Named-object pointing records:
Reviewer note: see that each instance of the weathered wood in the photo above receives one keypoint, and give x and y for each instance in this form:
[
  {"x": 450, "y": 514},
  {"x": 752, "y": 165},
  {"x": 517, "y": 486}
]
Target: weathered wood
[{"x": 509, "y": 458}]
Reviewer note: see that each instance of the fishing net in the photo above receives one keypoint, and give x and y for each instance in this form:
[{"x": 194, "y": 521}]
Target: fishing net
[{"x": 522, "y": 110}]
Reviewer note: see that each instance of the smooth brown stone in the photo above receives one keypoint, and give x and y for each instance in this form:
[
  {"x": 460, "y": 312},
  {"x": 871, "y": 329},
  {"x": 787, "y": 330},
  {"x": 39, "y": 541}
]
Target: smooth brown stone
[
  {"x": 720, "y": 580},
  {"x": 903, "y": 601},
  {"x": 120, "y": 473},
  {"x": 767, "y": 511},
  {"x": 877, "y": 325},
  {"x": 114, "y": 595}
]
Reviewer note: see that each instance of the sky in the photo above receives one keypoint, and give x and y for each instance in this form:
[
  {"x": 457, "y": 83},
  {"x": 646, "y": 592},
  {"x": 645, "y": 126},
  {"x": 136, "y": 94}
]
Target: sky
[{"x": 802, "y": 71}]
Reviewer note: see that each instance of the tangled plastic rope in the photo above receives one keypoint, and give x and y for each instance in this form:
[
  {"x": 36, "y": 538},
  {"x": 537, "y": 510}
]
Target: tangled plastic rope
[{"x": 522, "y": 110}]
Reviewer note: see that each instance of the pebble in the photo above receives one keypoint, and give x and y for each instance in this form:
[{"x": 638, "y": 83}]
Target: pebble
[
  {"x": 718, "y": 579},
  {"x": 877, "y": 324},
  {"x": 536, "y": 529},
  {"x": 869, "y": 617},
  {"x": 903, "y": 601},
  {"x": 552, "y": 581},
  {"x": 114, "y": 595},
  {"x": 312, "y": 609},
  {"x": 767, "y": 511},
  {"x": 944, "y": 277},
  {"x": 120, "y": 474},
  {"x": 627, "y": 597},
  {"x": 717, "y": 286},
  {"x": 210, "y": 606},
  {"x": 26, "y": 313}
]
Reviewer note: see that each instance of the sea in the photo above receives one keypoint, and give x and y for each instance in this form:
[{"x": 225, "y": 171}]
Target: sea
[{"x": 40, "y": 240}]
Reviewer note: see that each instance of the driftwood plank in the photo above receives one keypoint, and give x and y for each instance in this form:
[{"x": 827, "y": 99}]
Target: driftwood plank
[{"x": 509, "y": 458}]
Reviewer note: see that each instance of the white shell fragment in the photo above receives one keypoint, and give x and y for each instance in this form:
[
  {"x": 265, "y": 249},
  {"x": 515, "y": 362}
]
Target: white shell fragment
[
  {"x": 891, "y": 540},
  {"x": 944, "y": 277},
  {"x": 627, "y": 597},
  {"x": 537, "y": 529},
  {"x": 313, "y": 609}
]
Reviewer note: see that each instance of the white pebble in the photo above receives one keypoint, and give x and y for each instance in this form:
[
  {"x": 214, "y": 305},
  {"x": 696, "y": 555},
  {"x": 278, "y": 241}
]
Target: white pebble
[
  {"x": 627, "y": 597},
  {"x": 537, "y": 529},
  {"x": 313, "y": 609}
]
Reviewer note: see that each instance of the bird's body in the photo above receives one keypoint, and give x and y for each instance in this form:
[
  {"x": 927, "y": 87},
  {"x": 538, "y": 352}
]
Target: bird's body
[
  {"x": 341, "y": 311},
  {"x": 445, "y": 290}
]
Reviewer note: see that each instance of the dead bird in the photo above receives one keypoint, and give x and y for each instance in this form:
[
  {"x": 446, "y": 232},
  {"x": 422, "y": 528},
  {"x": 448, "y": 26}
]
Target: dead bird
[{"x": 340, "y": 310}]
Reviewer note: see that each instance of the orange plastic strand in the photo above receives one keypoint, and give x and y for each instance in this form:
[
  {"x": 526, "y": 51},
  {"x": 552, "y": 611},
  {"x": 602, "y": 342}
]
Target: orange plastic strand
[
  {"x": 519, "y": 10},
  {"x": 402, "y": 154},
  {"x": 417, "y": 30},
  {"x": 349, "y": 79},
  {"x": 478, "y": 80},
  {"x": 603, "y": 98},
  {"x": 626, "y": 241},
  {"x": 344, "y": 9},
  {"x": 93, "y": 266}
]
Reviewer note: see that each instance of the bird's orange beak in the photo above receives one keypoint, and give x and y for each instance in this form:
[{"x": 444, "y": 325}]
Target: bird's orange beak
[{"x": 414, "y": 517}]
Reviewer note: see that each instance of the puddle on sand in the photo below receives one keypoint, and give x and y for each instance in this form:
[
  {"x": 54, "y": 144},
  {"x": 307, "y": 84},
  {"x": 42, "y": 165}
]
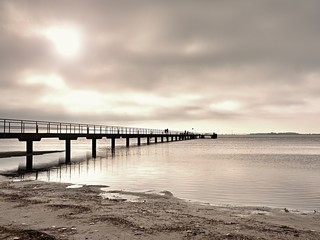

Task instructions:
Rewrite all of the rows above with every "keypoint" replaced by "marker" and everything else left unchanged. Leave the pictures out of your answer.

Final answer:
Reviewer note: see that each instance of the weathered wood in the photo above receives one marker, and give x and y for each instance in this form:
[
  {"x": 450, "y": 514},
  {"x": 752, "y": 165},
  {"x": 517, "y": 486}
]
Target: weathered wood
[{"x": 509, "y": 458}]
Reviewer note: see that each instance of the fishing net in the photo above receives one marker, and give x and y for each instance in this form:
[{"x": 194, "y": 521}]
Target: fishing net
[{"x": 522, "y": 110}]
Reviewer note: see that each instance of the smooth brown stone in the photo above receives one marker, and give x and y for each instance in this form:
[
  {"x": 460, "y": 312},
  {"x": 871, "y": 329},
  {"x": 787, "y": 330},
  {"x": 39, "y": 541}
]
Target: smooth brown stone
[
  {"x": 720, "y": 580},
  {"x": 903, "y": 601},
  {"x": 120, "y": 473},
  {"x": 767, "y": 511},
  {"x": 877, "y": 325},
  {"x": 114, "y": 595}
]
Reviewer note: see that each instance of the sky in the photo above receives one marker, and give x and y for each instance in this form:
[
  {"x": 457, "y": 83},
  {"x": 646, "y": 592},
  {"x": 645, "y": 126},
  {"x": 136, "y": 94}
]
Target: sky
[{"x": 802, "y": 71}]
Reviewer note: see that each instance of the tangled plastic rope in the photo above receives one marker, and give x and y for each instance in this form:
[
  {"x": 36, "y": 538},
  {"x": 537, "y": 510}
]
Target: tangled plastic rope
[{"x": 522, "y": 110}]
Reviewer note: see that each instance of the pebble in the photo above receives one marker, and give x and y for each instance in this form:
[{"x": 638, "y": 83}]
Target: pebble
[
  {"x": 718, "y": 579},
  {"x": 877, "y": 324},
  {"x": 536, "y": 529},
  {"x": 869, "y": 617},
  {"x": 903, "y": 601},
  {"x": 552, "y": 581},
  {"x": 114, "y": 595},
  {"x": 312, "y": 609},
  {"x": 767, "y": 511},
  {"x": 944, "y": 277},
  {"x": 120, "y": 474},
  {"x": 627, "y": 597},
  {"x": 717, "y": 286},
  {"x": 210, "y": 606},
  {"x": 26, "y": 313}
]
Reviewer note: see that each instance of the sea in the photo above receives one marker, and give x and y for each instance in this form:
[{"x": 225, "y": 171}]
Target: sea
[{"x": 40, "y": 240}]
Reviewer note: see that each instance of the driftwood plank in the photo above receives one marker, and give x and y for each instance in this form:
[{"x": 827, "y": 99}]
Target: driftwood plank
[{"x": 509, "y": 458}]
Reviewer note: see that each instance of the white shell fragment in the photo above receives one marker, and give x and y for each instance in this form:
[
  {"x": 265, "y": 249},
  {"x": 515, "y": 362}
]
Target: white shell fragment
[
  {"x": 891, "y": 540},
  {"x": 944, "y": 277},
  {"x": 627, "y": 597},
  {"x": 537, "y": 529},
  {"x": 313, "y": 609}
]
Reviewer note: see that each instance of the white pebble in the photo above receives one marker, and give x and y for each instance in this form:
[
  {"x": 214, "y": 305},
  {"x": 696, "y": 555},
  {"x": 278, "y": 241}
]
Target: white pebble
[
  {"x": 627, "y": 597},
  {"x": 537, "y": 529},
  {"x": 313, "y": 609}
]
Reviewer note: see that each instance of the bird's body in the photo above receives one marker, and give x and y for each instance in this form:
[
  {"x": 927, "y": 87},
  {"x": 538, "y": 352}
]
Target: bird's body
[
  {"x": 341, "y": 311},
  {"x": 445, "y": 290}
]
Reviewer note: see that each instance of the dead bird in the photo above receives one marker, and give x and y for each instance in this form:
[
  {"x": 446, "y": 232},
  {"x": 422, "y": 528},
  {"x": 448, "y": 26}
]
Target: dead bird
[{"x": 340, "y": 310}]
Reviewer note: see that each instance of the orange plastic strand in the photo above receives one marker, and give x and y for each instance in this form:
[
  {"x": 526, "y": 51},
  {"x": 552, "y": 611},
  {"x": 602, "y": 342}
]
Target: orange plastic strand
[
  {"x": 519, "y": 10},
  {"x": 402, "y": 154},
  {"x": 417, "y": 30},
  {"x": 349, "y": 79},
  {"x": 478, "y": 80},
  {"x": 603, "y": 98},
  {"x": 626, "y": 241},
  {"x": 344, "y": 9},
  {"x": 93, "y": 266}
]
Reviewer note: see that each instance of the bird's orange beak in the photo above receives one marker, and give x and y for each instance in this form:
[{"x": 444, "y": 325}]
Target: bird's orange beak
[{"x": 414, "y": 517}]
Reviewer note: see that each instance of the puddle on sand in the photo below receives one marker, and give x and y for each instance in this form:
[
  {"x": 54, "y": 144},
  {"x": 307, "y": 84},
  {"x": 42, "y": 165}
]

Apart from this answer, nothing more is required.